▸ SELECTED EXTRACT:
-*-*-

India is a country that is expected to play a central role in the 21st century. Having a large and fast-growing economy, it is also strengthening its military and is well positioned to dominate South Asia and extend its influence beyond it. But it must also face notable challenges, both domestically and geopolitically.
THE GEOGRAPHICAL BASES OF INDIA’S POWER
To understand India’s current international role and to anticipate the one it will have in the coming decades, it is necessary to analyse the geographic fundamentals of its power.
The first thing to consider is its dimension. India is a vast state and this has several positive and negative implications. On the one hand, this means that India can benefit from a notable strategic depth, but on the other it also means that connecting all the parts of its territory is a difficult endeavour.
This must be considered along with India’s configuration. Its territory presents a wide range of environments and climatic areas. Far to the north there are the towering mountains of Himalaya, a formidable geographic barrier that separates it from China. This is important, considering the complicated relations between the two powers.
Then, there are the fertile valleys of the Ganges and other rivers, which are vital sources of water and useful communication lanes that have favoured agriculture, industrialization and energy production.

-*-*-

▸ INFORMATION SHOWN:
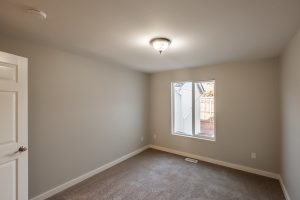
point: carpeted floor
(155, 175)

-*-*-

▸ WHAT YOU NEED TO DO:
**1)** Summarize the text on India's geographic power in two sentences.
**2)** Carry on the text on India's geographic power, starting after its final sentence.
The listing is unrelated to the text on India's geographic power.

▸ ANSWERS PER TASK:
**1)** India, with a large and fast-growing economy and a strengthening military, is expected to play a central role in the 21st century but faces notable domestic and geopolitical challenges. Its power rests on geographic fundamentals: its vast size gives strategic depth but makes connecting its territory difficult, the Himalaya separates it from China, and fertile river valleys such as the Ganges supply water and communication lanes that have favored agriculture, industrialization and energy production.

**2)**
The Deccan Plateau that occupies the southern part of the Peninsula is another notable geographic feature, also because of its mineral resources.
India holds quite abundant ore deposits that have helped its industrialization. In terms of energy, while it has its own production of oil and other fossil fuels, this is not sufficient to meet the country’s large and expanding needs.
Other areas include jungles, arid deserts and tropical shores; which all present both advantages and challenges: for instance, the Thar desert between India and Pakistan is a useful buffer zone, but is also a problem for economic development.
Finally, in terms of position India occupies most of South Asia, and its location favours both defence and power projection. As seen before, it benefits from good natural barriers to the north, but at the same time its neighbours are not friendly.
To the north-east, China is getting everyday more powerful and its geopolitical ambitions are a matter of concern for India.
To the north-west lays Pakistan, which apart from being India’s arch-nemesis since the 1947 partition has also built close ties with the PRC. But while the situation to the north is very challenging for India, its southern borders are very favourable.
There, the coast extends for thousands of kilometres on the open Ocean. This means three things: first, that there are no hostile powers at the border that threaten India’s security; even though it does not see positively China’s activities in that maritime area.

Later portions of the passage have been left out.